STATED EXERCISE
Render the part of the records that runs from the line containing "Note: spot each instance of the mantis head" through the end of the records, both ends included, as a JSON list of strings with one string per line and blank lines omitted.
══ DATA IN THIS EXERCISE
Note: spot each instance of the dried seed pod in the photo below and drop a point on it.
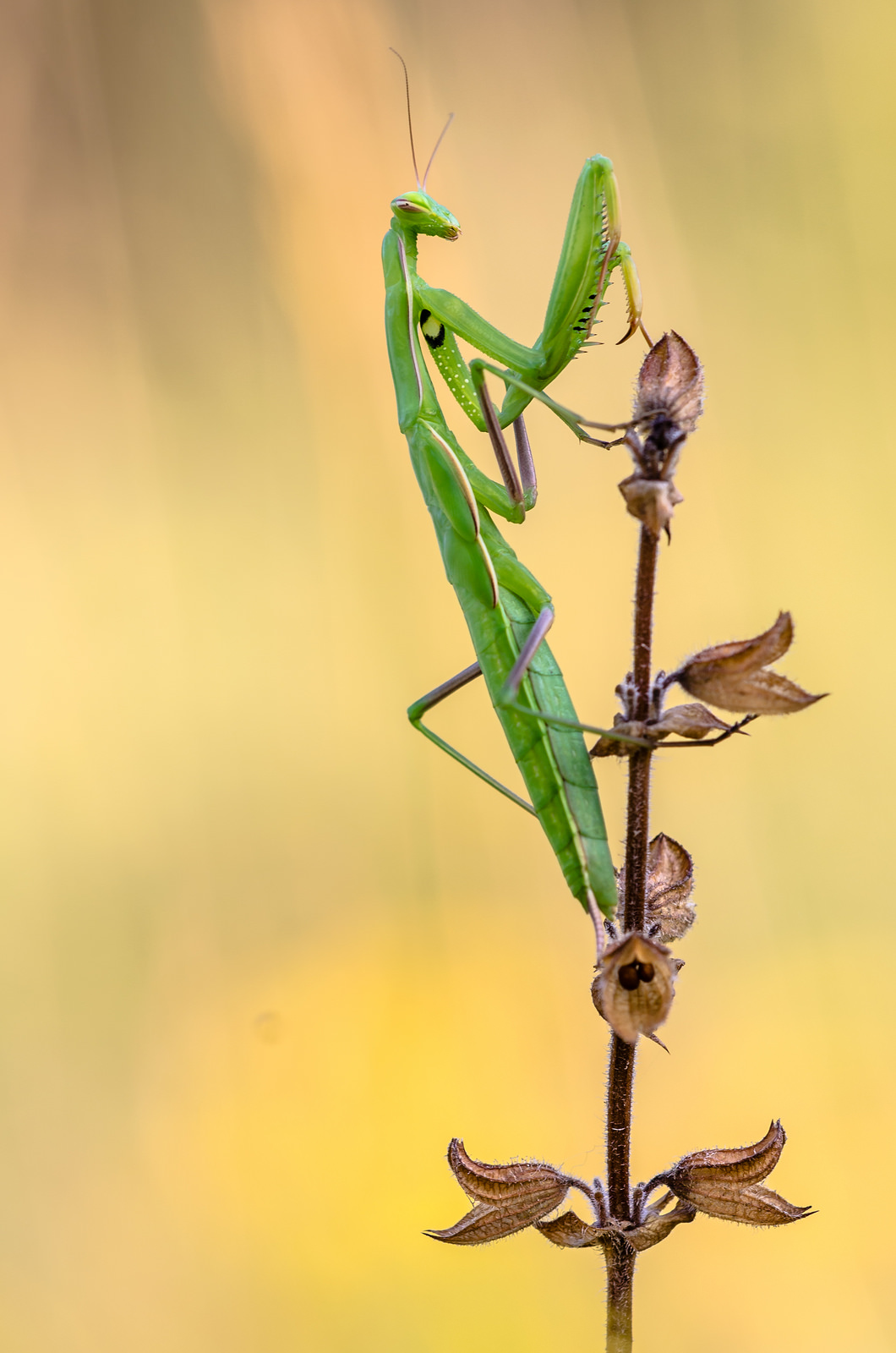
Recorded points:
(651, 501)
(658, 1226)
(726, 1183)
(508, 1197)
(634, 988)
(570, 1231)
(734, 676)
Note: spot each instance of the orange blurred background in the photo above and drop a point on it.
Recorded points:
(263, 950)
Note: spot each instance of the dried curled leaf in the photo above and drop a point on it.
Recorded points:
(726, 1183)
(635, 985)
(508, 1197)
(734, 676)
(651, 501)
(670, 382)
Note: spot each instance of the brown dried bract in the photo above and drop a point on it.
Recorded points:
(508, 1197)
(635, 985)
(692, 721)
(670, 881)
(570, 1231)
(734, 676)
(726, 1183)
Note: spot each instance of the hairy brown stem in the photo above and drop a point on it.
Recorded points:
(620, 1260)
(620, 1272)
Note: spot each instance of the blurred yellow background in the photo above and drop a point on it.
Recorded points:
(263, 950)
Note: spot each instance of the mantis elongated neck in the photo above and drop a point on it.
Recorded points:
(409, 240)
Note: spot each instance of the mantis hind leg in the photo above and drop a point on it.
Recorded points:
(421, 707)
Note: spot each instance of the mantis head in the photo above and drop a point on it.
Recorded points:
(423, 216)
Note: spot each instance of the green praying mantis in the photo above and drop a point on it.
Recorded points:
(508, 612)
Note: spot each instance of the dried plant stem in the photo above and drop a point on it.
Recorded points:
(620, 1272)
(620, 1260)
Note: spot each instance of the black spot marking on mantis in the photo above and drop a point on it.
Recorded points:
(434, 331)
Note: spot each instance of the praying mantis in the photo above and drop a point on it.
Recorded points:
(506, 609)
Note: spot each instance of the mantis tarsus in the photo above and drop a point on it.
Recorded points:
(506, 609)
════
SOLUTION FOR THIS PROBLEM
[
  "Note: spot each instance of the mantis head in the photo above and drop a point on it.",
  "Recorded points:",
  "(423, 216)",
  "Note: spot each instance of the green praying mantis in the photo above and drop a point on it.",
  "Recorded points:",
  "(508, 612)",
  "Note: spot each instance of the dried plant stem in the photo above and drop a point on it.",
  "Recorded points:",
  "(620, 1272)",
  "(620, 1260)",
  "Note: spot each instance of the black spot marking on mantis in the photo above and drop a point on it.",
  "Recorded points:",
  "(434, 331)",
  "Note: spot each instance of the praying mantis in the photo above and drop a point on it.",
  "Recorded points:",
  "(506, 609)",
  "Note: spot each instance of the mantis tarsus in the photo above and drop a point on it.",
  "Recorded points:",
  "(506, 609)"
]